[Records from a collection]
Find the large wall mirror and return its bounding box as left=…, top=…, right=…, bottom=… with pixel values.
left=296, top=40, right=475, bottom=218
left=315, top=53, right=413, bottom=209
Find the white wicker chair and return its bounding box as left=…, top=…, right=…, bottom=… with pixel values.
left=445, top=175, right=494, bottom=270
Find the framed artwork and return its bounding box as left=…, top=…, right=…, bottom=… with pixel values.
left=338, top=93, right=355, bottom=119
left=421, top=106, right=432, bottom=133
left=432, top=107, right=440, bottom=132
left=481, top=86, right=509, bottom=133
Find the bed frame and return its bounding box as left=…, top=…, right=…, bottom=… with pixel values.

Task requirements: Reproduce the complete data exactly as presented above.

Completed exercise:
Find the large wall mirror and return its bounding box as left=…, top=…, right=…, bottom=… with pixel values.
left=296, top=40, right=475, bottom=218
left=315, top=53, right=413, bottom=209
Find the white wicker chair and return its bounding box as left=…, top=…, right=…, bottom=… with pixel values.
left=445, top=175, right=494, bottom=270
Find the framed artwork and return its bounding box as left=…, top=…, right=…, bottom=… with pixel values.
left=338, top=93, right=355, bottom=119
left=421, top=106, right=432, bottom=133
left=432, top=107, right=440, bottom=132
left=481, top=86, right=509, bottom=133
Find the bed frame and return its bounding box as left=…, top=…, right=…, bottom=… with pixel values.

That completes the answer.